PROBLEM DETAILS — Type out all the records again exactly.

GIVEN DATA —
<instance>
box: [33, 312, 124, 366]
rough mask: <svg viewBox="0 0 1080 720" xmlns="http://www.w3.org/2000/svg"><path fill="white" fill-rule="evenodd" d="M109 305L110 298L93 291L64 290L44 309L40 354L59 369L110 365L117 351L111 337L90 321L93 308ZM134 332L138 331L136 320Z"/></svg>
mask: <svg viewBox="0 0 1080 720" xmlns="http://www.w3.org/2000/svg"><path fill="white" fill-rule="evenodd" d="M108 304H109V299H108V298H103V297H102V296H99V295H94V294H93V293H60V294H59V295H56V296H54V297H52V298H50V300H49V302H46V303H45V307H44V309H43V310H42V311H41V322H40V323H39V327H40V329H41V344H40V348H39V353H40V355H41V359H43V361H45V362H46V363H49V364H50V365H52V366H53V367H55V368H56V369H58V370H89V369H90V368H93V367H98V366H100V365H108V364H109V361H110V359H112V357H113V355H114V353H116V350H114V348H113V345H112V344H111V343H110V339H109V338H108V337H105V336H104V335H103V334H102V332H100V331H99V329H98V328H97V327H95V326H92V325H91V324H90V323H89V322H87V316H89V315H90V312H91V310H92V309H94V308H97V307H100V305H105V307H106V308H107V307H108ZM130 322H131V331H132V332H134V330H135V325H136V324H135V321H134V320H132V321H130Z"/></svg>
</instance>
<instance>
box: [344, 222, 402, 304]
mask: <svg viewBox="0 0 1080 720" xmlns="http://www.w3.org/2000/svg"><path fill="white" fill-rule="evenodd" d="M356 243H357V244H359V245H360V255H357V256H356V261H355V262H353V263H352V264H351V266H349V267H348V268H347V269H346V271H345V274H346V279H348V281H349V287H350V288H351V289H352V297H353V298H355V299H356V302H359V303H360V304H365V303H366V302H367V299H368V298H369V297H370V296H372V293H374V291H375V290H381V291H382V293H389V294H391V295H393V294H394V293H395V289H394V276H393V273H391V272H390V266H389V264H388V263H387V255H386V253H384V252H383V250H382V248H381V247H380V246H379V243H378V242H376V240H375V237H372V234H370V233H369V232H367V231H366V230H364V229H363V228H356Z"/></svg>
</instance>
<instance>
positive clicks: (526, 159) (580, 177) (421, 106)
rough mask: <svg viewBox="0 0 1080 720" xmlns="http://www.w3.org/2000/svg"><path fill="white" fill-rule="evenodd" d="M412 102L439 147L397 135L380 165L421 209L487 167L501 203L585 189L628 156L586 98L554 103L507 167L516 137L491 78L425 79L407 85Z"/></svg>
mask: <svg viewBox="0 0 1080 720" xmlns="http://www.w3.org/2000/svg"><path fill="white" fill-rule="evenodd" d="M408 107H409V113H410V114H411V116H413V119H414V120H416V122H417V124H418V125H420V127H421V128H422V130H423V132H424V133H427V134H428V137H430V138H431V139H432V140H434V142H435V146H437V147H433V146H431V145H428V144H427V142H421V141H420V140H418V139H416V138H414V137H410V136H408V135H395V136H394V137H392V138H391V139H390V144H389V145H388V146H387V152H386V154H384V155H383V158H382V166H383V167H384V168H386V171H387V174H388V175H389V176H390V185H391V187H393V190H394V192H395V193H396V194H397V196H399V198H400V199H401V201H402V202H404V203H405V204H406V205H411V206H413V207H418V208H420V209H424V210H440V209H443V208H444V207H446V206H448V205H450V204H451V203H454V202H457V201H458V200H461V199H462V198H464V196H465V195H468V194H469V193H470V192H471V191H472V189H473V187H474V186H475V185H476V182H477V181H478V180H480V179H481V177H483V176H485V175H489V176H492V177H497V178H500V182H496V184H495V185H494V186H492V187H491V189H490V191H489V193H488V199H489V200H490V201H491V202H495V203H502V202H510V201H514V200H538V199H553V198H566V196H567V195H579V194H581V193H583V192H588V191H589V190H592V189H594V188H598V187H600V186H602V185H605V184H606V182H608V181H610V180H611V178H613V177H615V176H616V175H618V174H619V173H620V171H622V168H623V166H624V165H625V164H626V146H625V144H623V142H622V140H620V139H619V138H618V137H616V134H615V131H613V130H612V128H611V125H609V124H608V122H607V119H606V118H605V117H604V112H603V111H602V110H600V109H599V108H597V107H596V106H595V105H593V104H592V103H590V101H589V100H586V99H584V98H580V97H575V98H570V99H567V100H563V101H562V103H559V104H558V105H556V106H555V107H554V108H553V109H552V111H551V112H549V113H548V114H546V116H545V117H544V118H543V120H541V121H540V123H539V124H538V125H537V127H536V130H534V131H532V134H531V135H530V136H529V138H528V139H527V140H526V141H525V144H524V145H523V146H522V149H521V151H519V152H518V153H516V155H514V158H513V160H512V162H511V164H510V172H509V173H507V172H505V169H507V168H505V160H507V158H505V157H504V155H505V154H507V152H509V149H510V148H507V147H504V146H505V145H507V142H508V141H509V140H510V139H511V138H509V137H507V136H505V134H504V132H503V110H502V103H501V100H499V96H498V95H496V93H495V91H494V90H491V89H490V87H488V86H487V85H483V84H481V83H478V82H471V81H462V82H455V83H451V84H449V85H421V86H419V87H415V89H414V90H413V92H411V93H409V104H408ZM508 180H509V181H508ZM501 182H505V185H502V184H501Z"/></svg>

ANSWER TO THIS EXERCISE —
<instance>
box: [33, 312, 124, 366]
rough mask: <svg viewBox="0 0 1080 720" xmlns="http://www.w3.org/2000/svg"><path fill="white" fill-rule="evenodd" d="M109 305L110 298L93 291L64 290L44 309L40 354L59 369L110 365L117 351L111 337L90 321L93 308ZM134 332L138 331L136 320Z"/></svg>
mask: <svg viewBox="0 0 1080 720" xmlns="http://www.w3.org/2000/svg"><path fill="white" fill-rule="evenodd" d="M108 304H109V299H108V298H103V297H102V296H99V295H94V294H93V293H60V294H59V295H56V296H54V297H52V298H50V300H49V302H46V303H45V307H44V309H43V310H42V311H41V322H40V323H39V327H40V329H41V344H40V348H39V353H40V355H41V359H43V361H45V362H46V363H49V364H50V365H52V366H53V367H55V368H56V369H58V370H89V369H90V368H93V367H98V366H100V365H108V364H109V361H110V359H112V357H113V355H114V353H116V350H114V348H113V345H112V344H111V343H110V339H109V338H108V337H105V336H104V335H103V334H102V332H100V331H99V329H98V328H97V327H95V326H92V325H91V324H90V323H89V322H87V316H89V315H90V312H91V310H92V309H94V308H97V307H100V305H105V307H106V308H107V307H108ZM130 322H131V331H132V332H134V330H135V325H136V324H135V321H134V320H132V321H130Z"/></svg>
</instance>
<instance>
box: [344, 222, 402, 304]
mask: <svg viewBox="0 0 1080 720" xmlns="http://www.w3.org/2000/svg"><path fill="white" fill-rule="evenodd" d="M356 243H357V244H359V245H360V255H357V256H356V261H355V262H353V263H352V264H351V266H349V267H348V268H347V269H346V271H345V274H346V279H348V281H349V287H350V288H351V289H352V297H353V298H355V299H356V302H359V303H360V304H365V303H366V302H367V299H368V298H369V297H370V296H372V293H374V291H375V290H381V291H382V293H389V294H391V295H393V294H394V293H395V289H394V276H393V273H391V272H390V266H389V264H388V263H387V255H386V253H384V252H383V250H382V248H381V247H380V246H379V243H378V242H376V240H375V237H372V234H370V233H369V232H367V231H366V230H364V229H363V228H356Z"/></svg>
</instance>
<instance>
positive clicks: (526, 159) (580, 177) (421, 106)
rough mask: <svg viewBox="0 0 1080 720" xmlns="http://www.w3.org/2000/svg"><path fill="white" fill-rule="evenodd" d="M412 102L439 147L397 135L380 165L421 209L487 167L501 203L585 189L628 156L586 98L554 103L507 167L516 137L491 78L425 79L407 85Z"/></svg>
mask: <svg viewBox="0 0 1080 720" xmlns="http://www.w3.org/2000/svg"><path fill="white" fill-rule="evenodd" d="M408 107H409V113H410V114H411V116H413V119H414V120H416V122H417V124H418V125H420V127H421V128H422V130H423V132H424V133H427V134H428V137H430V138H431V139H432V140H434V142H435V146H437V147H433V146H431V145H428V144H427V142H421V141H420V140H418V139H416V138H414V137H410V136H408V135H395V136H394V137H392V138H391V139H390V144H389V145H388V146H387V152H386V154H384V155H383V158H382V166H383V167H384V168H386V171H387V174H388V175H389V176H390V185H391V187H393V190H394V192H395V193H396V194H397V196H399V198H400V199H401V201H402V202H404V203H405V204H406V205H411V206H413V207H418V208H420V209H424V210H440V209H443V208H444V207H446V206H448V205H450V204H451V203H454V202H457V201H458V200H461V199H462V198H464V196H465V195H468V194H469V193H470V192H471V191H472V189H473V187H474V186H475V185H476V182H477V181H478V180H480V179H481V177H483V176H485V175H489V176H492V177H497V178H500V182H496V184H495V185H494V186H492V187H491V189H490V191H489V193H488V199H489V200H490V201H491V202H495V203H502V202H510V201H514V200H538V199H553V198H566V196H567V195H579V194H581V193H583V192H588V191H589V190H592V189H594V188H598V187H600V186H602V185H605V184H606V182H608V181H610V180H611V178H613V177H615V176H616V175H618V174H619V173H620V171H622V168H623V166H624V165H625V164H626V146H625V144H623V142H622V140H620V139H619V138H618V137H616V134H615V131H613V130H612V128H611V125H609V124H608V122H607V119H606V118H605V117H604V112H603V111H602V110H600V109H599V108H597V107H596V106H595V105H593V104H592V103H590V101H589V100H586V99H584V98H580V97H575V98H570V99H567V100H563V101H562V103H559V104H558V105H556V106H555V107H554V108H553V109H552V111H551V112H549V113H548V114H546V116H545V117H544V118H543V120H541V121H540V123H539V124H538V125H537V127H536V130H534V131H532V134H531V135H530V136H529V138H528V139H527V140H526V141H525V144H524V145H523V146H522V149H521V151H519V152H518V153H516V155H514V158H513V160H512V162H511V164H510V172H509V173H507V172H505V169H507V168H505V160H507V158H505V157H504V155H505V154H507V152H509V149H510V148H507V147H504V146H505V145H507V142H508V141H509V140H510V139H511V138H509V137H507V136H505V134H504V132H503V110H502V103H501V100H499V96H498V95H496V93H495V91H494V90H491V89H490V87H488V86H487V85H483V84H481V83H478V82H471V81H462V82H455V83H451V84H449V85H421V86H419V87H415V89H414V90H413V92H411V93H409V104H408ZM508 180H509V181H508ZM501 182H505V185H502V184H501Z"/></svg>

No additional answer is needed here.